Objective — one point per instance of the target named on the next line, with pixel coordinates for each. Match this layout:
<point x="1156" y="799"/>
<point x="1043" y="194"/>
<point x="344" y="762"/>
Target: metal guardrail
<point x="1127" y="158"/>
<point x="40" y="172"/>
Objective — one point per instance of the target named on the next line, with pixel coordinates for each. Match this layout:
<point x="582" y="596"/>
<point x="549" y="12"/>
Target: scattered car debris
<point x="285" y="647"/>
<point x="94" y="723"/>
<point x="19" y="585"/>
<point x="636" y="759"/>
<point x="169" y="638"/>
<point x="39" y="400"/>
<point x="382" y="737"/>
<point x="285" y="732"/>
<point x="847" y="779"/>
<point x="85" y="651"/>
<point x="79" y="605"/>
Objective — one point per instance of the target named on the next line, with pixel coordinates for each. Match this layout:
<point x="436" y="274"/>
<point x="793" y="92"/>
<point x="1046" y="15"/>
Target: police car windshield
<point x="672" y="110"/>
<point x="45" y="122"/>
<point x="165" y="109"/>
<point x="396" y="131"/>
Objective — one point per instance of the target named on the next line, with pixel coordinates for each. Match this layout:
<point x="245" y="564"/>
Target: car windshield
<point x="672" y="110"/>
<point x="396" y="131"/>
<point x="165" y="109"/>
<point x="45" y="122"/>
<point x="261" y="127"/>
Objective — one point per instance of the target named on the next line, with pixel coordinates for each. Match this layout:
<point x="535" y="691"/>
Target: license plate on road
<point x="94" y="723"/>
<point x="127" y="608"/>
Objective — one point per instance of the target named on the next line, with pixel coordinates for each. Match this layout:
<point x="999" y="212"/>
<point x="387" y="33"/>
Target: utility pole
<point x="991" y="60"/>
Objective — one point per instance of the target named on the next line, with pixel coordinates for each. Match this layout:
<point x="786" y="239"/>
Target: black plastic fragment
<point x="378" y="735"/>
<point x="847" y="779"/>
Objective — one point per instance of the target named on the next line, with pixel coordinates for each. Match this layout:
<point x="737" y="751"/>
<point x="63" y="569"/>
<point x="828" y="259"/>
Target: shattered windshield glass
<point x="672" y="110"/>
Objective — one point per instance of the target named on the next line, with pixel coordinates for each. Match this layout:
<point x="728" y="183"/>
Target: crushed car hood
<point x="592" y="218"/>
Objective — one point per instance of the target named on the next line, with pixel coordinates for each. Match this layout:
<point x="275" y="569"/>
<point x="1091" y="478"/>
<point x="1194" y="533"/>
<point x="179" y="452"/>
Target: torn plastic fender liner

- TASK REQUIREMENTS
When you answer, output all of the material exactly as it appears above.

- SOLUTION TO THIS EXERCISE
Objective — one point per instance of the target named on the next line, with pixel coordinates for each. Match this layout:
<point x="1156" y="799"/>
<point x="1043" y="194"/>
<point x="344" y="762"/>
Target: metal guardrail
<point x="1127" y="158"/>
<point x="40" y="172"/>
Objective — one point per instance of the target named on the next line, with pixel coordinates for each. Match this layout:
<point x="582" y="596"/>
<point x="549" y="12"/>
Target: scattered car debris
<point x="285" y="647"/>
<point x="94" y="723"/>
<point x="19" y="585"/>
<point x="636" y="759"/>
<point x="169" y="638"/>
<point x="39" y="400"/>
<point x="382" y="737"/>
<point x="285" y="732"/>
<point x="847" y="779"/>
<point x="85" y="651"/>
<point x="79" y="605"/>
Objective — one point per instance of the target named on the next line, with pixel coordinates for each. Match this layout:
<point x="436" y="274"/>
<point x="793" y="92"/>
<point x="1046" y="15"/>
Target: police car windshield
<point x="672" y="110"/>
<point x="45" y="122"/>
<point x="165" y="109"/>
<point x="396" y="131"/>
Objective — one point per instance of the target named on the next line, with pixel coordinates for each. Match this layout:
<point x="245" y="564"/>
Target: car windshield
<point x="672" y="110"/>
<point x="396" y="131"/>
<point x="165" y="109"/>
<point x="45" y="122"/>
<point x="261" y="127"/>
Objective — one point per instance of the target named on the next line, with pixel coordinates for each. Match this layout:
<point x="535" y="691"/>
Target: license plate on road
<point x="94" y="723"/>
<point x="127" y="608"/>
Objective — one point per instance of the target named on the next line, with pixel coordinates for each. Match this layout:
<point x="999" y="212"/>
<point x="387" y="33"/>
Target: utility pole
<point x="991" y="60"/>
Objective — one point per instance of the target named on the next line, with pixel coordinates for each. Match this layout:
<point x="786" y="239"/>
Target: black plastic fragment
<point x="378" y="735"/>
<point x="847" y="779"/>
Objective — one point per instance of the target named on the next line, with pixel coordinates for each. Match this layout:
<point x="737" y="751"/>
<point x="63" y="569"/>
<point x="828" y="259"/>
Target: shattered windshield glass
<point x="672" y="110"/>
Objective — one point per instance of the target named on the next line, with pixel coordinates for each. Match this layout:
<point x="728" y="183"/>
Target: crushed car hood
<point x="592" y="218"/>
Objective — one point per instance of the target named on the next line, with pixel coordinates for each. Match this layout:
<point x="275" y="569"/>
<point x="1091" y="478"/>
<point x="1194" y="533"/>
<point x="179" y="452"/>
Target: torn plastic fender liner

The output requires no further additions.